▶ 課題:
• a. 年金に関する文章では、現役時代の平均年収が350万円の人の将来の年金受給額は月額いくらくらいとされているか。
• b. 年金に関する文章を、最後の文の後から書き継いでください。
---------- 原文
年金不安を感じている人は多いと思います。その心配を解消するために「もっと働け」というアドバイスをする人たちは多くいますが、じつはその方法はあまり効率が良くありません。
「働く」ことで築いた基盤は、勤め先の都合次第でいつでも簡単に吹き飛びます。将来・老後に備えるというのであれば、投資で副収入を増やすほうが経済基盤がより強固になり安心です。
もっと働けば、年金収入が増える?
東洋経済の「年金を2000万円増やす「60歳からの合わせ技」」によると、年金の受給額を少しでも増やすには、収入を増やすこと、なるべく長く働くこと、受給開始を遅らせること、が有効だそうです。
「働く」だけを軸に考える場合は、たしかにするしかないように見えます。ですがわりと非効率でキツい道です。
ではまずは「収入を増やすことで受給額を増やす」やり方の有効性を見ていきますと、
例えば現役時代を通しての平均年収が350万円の人の将来の年金受給額は、国民年金と厚生年金を合わせると月額約12.5万円くらいだそうで、それに対して現役でいた間の平均年収750万円だった人の年金受給額は月額19万円弱になるので、働いていた時の年収が増えれば年金受給額が増えるのは事実のようです。
ですが、これはかなり非効率です。一般的には、年収350万円の人よりも年収750万円の人のほうが仕事はさらにキツく、背負わされる責任も重く、しかも賃金が高い分だけクビのリスクも高いので、そこまでやらされて徴収される保険料も多いからには、受給額も倍以上もらえないと気持ち的には納得できないですよね?
でもそうはならないのです。
年金の制度は、どちらかというと稼ぎが少ない人向けに手厚く支給されるように設計されていて、働き手として稼ぎの多い人には負担が大きくなっても平均程度しか分配されないようになっています。
そのため、先程の年収350万円と年収750万円のふたりを比べた例からも見えるとおり、年収や保険料支払いが倍になったとしても、将来もらえる額は毎月たった6万円くらいしか増えません。
続いて、「老後も働けば、資産の取り崩しを抑えられる」の効果についてですが、これも間違いではないものの、実際に生で聞いた高齢の働き手の人たちの愚痴の内容からすると、歳を取ってから働くのはかなりハードなようです。
--------------------
---------- データ
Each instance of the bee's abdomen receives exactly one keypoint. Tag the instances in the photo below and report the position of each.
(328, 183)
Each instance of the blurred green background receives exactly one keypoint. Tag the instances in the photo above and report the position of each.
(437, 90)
--------------------
▶ 各課題の解答:
• a. 国民年金と厚生年金を合わせて月額約12.5万円くらい。

• b.
年金受給開始年齢が65歳からになり、今の60代の人は元気なことから、60~65でも働き続けるのがわりと普通にはなってきましたが、それ以降も働き続けるのは結構辛いようです。しかも、そもそも65歳以上でも雇い続けてくれる企業自体が1割強と少なく、雇ってもらえなければどこかでバイトでもするしかないのですが、選べる職種も少なくて、収入の額はあまり期待できません。
3つ目の受給開始年齢を遅らせる、についてですが、これは受給額を年額で4割以上も増やせることからかなり有効ではありますが、人の寿命は読めないので、先日こちらの「フリーライダーどころか重要な支え手だった?」でも触れましたが、一生懸命まじめに払い続けて、しかも受給を遅らせたはいいけれど、寿命が足りなかった…なんてことになる可能性だってあります。
投資で収入を増やすメリット
ここまで「もっと働いて老後に備える」方法について見えきましたが、今度は「投資をして将来/老後に備える」方法の有効性についてみていきましょう。
これまで何度かここでも触れてきた通り、例えば完全に無一文の状態から新たに毎月3万円を投資用資金として貯金して資産を増やしていった場合、約15年くらいで毎月十数万円の副収入を得られて、株式であれば約1.5年ごとに毎月1万円もしくは不動産であれば1年ごとに毎月手取りで3万円以上増やしていけるところまでたどり着けます。
ここからさらに5~7年程度使って株式ではなく先に不動産を増やし続ければ、副収入の上がりは倍以上に増やせます。投資を始めたスタート時の年収が仮に350万円くらいだとして、その後も全く年収が上がらないようなブラックなところだったとしても、投資の上がりを合わせれば、トータルでの稼ぎは年収750万円くらいになっているかもしれません。
話を簡単にするために、その時点でちょうど65歳となり引退を決めたとします。
副収入が大きかったとしても、働き手としての稼ぎは相変わらず年収350万円のままであれば、厚生年金等の支給額はあまり増えないはずです。毎月13万円弱しか入らないとします。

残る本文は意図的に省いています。